> _Excerpt provided_:
*****
# Live "worms" growing in my Daphnia tanks - what ar



## olliesshop (Nov 21, 2010)

I just spotted some 3/4" long, very skinny worms in my Daphnia tank. I don't know where they came from, there must have been some eggs or babies in the culture I got. Does anyone know what they could be? I tried to get a good picture of one, but was unable to get them into focus. They generally cling to the side of the Daphnia Aquarium, but they'll go in the open water and wiggle around. They're about 1/2-3/4" long and about "2-3 hairs" in diameter and are reddish-tan in color. I've never seen them before, but there's about 20 of them now. I'm hoping they're harmless and good food for my Neolamprologus Brichardis to feed them along with the Daphnia as a special treat, but I'm just not sure. I don't want to introduce any illnesses to my fish through them, like "heart worm in dogs"

Thanks for any help !!!


----------



## GaFishMan1181 (Dec 17, 2008)

I had some in my planted tank a couple years back and was told they are no big deal and will not hurt anything. I only kept the planted tank up a couple months after that. Sorry I dont have more info for you.


----------



## olliesshop (Nov 21, 2010)

GaFishMan1181 said:


> I had some in my planted tank a couple years back and was told they are no big deal and will not hurt anything. I only kept the planted tank up a couple months after that. Sorry I dont have more info for you.


Thanks !!! Hopefully someone will know what they are, since I'm dying to do some research on them. They seem pretty cool.


----------



## BelieveInBlue (Jul 17, 2011)
*****
> _Dataset content_:
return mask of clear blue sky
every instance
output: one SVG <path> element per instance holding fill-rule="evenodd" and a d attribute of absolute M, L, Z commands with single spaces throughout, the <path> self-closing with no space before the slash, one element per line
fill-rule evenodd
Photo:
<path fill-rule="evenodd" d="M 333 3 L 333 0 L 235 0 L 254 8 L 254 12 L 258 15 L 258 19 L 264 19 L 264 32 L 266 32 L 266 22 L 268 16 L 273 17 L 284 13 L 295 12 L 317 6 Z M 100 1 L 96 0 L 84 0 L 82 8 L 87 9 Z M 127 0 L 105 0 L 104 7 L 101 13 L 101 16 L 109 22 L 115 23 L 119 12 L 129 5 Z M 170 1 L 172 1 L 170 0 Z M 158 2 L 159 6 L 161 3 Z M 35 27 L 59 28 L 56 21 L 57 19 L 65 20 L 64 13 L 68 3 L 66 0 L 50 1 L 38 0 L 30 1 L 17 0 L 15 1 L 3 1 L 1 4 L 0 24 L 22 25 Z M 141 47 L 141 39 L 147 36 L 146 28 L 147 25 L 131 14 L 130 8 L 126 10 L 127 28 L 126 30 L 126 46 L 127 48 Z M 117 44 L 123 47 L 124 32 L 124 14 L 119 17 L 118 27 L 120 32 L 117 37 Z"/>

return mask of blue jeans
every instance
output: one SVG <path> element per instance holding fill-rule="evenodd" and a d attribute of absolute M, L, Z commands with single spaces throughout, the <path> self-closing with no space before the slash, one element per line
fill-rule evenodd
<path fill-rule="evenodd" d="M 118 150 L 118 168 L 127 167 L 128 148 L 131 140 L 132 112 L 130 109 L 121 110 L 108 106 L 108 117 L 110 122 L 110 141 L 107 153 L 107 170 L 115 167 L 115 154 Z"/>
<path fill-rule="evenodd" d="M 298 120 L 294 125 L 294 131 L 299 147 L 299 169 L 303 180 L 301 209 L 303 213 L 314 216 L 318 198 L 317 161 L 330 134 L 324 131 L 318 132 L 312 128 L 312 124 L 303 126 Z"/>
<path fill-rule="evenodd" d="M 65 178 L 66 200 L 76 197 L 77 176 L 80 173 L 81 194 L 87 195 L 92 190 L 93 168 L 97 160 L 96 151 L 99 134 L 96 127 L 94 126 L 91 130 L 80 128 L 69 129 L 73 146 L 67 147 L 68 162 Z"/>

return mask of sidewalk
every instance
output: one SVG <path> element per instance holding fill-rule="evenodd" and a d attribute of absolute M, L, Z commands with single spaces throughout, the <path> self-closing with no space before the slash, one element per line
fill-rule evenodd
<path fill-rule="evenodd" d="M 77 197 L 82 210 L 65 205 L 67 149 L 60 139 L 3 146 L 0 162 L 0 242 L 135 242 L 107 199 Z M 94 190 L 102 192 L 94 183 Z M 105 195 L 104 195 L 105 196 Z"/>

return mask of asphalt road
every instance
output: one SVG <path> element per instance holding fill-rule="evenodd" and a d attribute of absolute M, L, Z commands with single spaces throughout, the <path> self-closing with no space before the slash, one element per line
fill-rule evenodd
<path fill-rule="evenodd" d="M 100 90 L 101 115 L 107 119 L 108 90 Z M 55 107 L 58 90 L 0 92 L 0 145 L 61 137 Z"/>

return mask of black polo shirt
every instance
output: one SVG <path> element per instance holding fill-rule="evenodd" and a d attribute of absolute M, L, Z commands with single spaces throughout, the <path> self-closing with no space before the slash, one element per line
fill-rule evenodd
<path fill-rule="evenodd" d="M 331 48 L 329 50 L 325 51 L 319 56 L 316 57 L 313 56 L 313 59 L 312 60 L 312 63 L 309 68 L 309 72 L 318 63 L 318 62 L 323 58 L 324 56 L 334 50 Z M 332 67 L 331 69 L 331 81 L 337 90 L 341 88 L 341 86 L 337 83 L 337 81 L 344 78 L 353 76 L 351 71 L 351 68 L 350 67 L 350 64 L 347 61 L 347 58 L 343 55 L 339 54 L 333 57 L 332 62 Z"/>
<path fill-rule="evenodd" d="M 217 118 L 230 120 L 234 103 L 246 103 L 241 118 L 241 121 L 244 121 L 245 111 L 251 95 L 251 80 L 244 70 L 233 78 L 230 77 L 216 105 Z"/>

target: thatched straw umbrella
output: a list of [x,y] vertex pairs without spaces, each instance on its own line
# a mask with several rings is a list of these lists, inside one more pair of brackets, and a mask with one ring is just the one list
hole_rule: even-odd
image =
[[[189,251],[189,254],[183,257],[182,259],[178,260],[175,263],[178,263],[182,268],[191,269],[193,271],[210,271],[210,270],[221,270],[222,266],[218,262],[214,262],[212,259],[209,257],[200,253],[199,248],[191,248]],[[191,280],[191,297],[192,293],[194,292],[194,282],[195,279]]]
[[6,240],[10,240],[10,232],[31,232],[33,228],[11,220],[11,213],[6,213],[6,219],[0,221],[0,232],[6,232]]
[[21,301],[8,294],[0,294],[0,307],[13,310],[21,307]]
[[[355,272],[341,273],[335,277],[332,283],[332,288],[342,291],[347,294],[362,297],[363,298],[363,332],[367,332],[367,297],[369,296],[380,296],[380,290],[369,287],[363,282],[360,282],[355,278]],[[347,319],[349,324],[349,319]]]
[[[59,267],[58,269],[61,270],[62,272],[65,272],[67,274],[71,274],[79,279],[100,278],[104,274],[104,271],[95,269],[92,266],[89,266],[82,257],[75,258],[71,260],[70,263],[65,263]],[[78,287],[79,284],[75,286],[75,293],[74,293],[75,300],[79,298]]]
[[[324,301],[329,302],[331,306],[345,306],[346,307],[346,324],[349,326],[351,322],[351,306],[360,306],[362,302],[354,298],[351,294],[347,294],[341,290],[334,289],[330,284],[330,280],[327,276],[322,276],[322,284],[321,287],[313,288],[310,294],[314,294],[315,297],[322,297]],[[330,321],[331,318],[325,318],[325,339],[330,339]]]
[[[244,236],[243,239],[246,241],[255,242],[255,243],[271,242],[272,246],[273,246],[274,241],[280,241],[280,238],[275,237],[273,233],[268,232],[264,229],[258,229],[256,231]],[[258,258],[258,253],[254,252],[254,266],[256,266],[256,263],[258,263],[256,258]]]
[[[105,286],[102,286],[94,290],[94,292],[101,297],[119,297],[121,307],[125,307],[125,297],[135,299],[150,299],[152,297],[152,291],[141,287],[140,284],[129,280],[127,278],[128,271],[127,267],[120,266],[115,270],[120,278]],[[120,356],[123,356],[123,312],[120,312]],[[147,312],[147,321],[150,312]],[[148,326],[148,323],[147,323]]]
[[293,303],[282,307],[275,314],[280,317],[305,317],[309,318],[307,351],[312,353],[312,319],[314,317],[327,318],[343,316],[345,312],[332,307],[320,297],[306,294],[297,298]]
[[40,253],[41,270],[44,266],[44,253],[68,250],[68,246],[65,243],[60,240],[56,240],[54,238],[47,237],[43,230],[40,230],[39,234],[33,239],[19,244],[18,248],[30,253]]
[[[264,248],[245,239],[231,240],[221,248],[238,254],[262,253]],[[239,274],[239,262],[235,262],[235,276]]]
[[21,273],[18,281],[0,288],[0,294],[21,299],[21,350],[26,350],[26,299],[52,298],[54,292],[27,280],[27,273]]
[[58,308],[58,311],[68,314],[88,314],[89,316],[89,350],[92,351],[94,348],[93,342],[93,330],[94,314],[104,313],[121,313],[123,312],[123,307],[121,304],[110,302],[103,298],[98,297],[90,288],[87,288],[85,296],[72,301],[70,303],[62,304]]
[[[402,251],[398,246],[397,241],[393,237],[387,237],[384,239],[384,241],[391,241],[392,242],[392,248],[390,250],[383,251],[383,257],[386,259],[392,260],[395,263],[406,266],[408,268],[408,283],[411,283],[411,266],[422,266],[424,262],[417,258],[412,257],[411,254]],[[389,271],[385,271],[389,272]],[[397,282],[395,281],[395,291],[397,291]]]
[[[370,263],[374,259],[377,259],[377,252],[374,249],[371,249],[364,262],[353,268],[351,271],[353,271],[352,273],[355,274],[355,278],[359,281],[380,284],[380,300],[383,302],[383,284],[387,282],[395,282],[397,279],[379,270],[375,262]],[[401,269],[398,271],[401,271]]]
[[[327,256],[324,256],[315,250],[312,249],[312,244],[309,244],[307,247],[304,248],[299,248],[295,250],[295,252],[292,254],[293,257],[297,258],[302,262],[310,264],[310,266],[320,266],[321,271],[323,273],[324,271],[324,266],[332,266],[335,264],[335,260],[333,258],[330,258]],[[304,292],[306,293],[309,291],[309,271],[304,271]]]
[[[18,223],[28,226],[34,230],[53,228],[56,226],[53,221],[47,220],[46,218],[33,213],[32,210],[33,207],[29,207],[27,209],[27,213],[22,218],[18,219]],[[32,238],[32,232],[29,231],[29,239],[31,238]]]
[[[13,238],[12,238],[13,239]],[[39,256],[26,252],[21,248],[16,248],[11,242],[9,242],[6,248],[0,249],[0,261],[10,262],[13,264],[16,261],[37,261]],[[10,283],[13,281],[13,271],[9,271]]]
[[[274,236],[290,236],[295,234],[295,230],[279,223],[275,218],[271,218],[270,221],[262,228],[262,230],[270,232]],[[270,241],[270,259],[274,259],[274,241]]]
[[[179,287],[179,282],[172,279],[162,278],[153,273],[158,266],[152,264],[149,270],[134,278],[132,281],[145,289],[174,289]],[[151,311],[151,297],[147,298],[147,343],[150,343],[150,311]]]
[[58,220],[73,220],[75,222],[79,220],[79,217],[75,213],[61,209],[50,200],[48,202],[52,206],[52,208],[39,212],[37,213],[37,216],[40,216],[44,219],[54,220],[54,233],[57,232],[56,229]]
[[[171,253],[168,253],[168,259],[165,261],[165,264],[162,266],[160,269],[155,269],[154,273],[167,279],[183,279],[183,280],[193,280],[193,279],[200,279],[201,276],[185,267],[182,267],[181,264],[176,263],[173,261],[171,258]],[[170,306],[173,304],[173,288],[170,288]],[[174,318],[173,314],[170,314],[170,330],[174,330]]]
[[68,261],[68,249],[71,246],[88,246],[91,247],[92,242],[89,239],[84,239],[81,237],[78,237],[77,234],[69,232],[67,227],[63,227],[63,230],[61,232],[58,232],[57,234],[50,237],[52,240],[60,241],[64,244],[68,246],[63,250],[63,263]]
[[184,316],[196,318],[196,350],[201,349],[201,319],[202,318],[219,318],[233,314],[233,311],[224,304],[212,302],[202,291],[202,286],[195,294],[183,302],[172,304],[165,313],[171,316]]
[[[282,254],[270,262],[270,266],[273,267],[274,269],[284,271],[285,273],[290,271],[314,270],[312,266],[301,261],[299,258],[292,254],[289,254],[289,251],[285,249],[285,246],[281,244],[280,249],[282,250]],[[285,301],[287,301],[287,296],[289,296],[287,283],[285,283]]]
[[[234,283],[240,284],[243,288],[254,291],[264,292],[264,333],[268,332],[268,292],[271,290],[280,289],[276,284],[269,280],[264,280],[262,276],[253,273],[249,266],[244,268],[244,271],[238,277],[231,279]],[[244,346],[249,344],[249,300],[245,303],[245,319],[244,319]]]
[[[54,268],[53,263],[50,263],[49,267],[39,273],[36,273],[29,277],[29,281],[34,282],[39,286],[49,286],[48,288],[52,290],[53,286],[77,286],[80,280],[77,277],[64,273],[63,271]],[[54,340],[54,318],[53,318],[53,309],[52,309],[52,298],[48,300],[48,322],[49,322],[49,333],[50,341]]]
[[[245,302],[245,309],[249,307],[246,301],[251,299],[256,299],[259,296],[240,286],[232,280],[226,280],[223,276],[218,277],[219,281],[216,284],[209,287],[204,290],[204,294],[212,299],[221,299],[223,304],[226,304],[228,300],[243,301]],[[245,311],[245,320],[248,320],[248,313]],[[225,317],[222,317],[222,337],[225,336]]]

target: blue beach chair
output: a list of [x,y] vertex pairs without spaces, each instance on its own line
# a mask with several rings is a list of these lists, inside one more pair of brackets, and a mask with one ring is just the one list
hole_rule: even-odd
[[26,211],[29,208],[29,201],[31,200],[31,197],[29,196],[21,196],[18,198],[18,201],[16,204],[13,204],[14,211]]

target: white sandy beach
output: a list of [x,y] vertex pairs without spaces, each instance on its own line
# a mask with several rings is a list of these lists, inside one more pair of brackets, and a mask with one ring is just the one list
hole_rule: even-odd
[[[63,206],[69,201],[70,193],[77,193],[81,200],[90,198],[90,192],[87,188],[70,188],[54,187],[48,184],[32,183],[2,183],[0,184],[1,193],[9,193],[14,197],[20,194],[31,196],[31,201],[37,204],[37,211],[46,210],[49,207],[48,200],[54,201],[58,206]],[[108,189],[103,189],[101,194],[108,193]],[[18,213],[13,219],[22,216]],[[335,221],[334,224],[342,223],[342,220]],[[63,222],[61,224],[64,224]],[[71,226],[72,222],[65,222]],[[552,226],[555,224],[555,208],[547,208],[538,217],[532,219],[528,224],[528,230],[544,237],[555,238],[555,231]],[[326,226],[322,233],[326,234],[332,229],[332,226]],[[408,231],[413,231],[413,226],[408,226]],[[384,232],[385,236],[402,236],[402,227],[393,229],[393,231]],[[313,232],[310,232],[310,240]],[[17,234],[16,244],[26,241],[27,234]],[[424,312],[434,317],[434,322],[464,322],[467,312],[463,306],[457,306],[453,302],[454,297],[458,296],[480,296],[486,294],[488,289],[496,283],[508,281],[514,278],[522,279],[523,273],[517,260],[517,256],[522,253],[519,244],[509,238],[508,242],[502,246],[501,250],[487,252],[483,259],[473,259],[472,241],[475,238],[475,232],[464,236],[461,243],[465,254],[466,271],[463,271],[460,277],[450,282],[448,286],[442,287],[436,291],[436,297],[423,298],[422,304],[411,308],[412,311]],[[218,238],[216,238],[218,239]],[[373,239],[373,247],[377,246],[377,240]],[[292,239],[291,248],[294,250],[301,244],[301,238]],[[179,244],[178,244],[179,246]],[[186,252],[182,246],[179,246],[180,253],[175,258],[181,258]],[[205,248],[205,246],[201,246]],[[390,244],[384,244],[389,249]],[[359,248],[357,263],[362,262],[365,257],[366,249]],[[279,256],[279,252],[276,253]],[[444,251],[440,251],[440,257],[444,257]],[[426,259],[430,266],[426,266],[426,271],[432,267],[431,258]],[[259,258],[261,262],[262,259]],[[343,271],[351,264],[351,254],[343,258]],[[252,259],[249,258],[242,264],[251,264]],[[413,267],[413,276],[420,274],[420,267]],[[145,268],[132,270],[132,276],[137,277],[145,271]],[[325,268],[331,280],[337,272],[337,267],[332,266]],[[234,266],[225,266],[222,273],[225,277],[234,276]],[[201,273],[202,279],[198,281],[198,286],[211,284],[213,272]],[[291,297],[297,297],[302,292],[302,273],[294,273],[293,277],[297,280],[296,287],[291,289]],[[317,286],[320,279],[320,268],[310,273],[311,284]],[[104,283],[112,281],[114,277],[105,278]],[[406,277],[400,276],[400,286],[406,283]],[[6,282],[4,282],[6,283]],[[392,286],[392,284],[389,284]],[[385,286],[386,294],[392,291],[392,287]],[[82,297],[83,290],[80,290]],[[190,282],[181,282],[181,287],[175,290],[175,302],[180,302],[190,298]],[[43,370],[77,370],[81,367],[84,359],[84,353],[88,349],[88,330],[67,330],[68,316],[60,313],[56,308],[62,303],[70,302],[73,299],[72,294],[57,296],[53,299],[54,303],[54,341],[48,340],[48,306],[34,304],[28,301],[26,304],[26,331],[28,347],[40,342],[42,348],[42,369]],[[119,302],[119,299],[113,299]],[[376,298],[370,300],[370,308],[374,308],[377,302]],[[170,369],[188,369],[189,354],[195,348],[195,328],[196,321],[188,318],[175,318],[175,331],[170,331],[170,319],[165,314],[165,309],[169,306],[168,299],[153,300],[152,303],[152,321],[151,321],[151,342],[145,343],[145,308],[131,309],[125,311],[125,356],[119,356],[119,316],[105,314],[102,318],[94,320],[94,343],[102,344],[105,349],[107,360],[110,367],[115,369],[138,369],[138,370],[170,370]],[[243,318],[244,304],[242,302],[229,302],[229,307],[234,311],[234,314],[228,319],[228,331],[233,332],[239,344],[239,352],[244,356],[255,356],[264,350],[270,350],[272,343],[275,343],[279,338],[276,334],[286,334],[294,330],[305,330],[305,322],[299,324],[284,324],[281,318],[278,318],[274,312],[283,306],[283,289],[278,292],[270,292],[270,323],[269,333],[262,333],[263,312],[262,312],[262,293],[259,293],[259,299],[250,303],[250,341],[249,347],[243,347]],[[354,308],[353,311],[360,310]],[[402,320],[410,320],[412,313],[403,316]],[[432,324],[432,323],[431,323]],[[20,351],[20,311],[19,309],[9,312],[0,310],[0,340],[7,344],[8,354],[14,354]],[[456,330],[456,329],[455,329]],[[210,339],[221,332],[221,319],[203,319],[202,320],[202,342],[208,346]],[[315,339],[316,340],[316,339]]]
*****
> _Aim_:
From the forum thread about worms in a Daphnia tank, extract the passage starting with "I just spotted" and going on through "any help !!!".

> _Finished answer_:
I just spotted some 3/4" long, very skinny worms in my Daphnia tank. I don't know where they came from, there must have been some eggs or babies in the culture I got. Does anyone know what they could be? I tried to get a good picture of one, but was unable to get them into focus. They generally cling to the side of the Daphnia Aquarium, but they'll go in the open water and wiggle around. They're about 1/2-3/4" long and about "2-3 hairs" in diameter and are reddish-tan in color. I've never seen them before, but there's about 20 of them now. I'm hoping they're harmless and good food for my Neolamprologus Brichardis to feed them along with the Daphnia as a special treat, but I'm just not sure. I don't want to introduce any illnesses to my fish through them, like "heart worm in dogs"

Thanks for any help !!!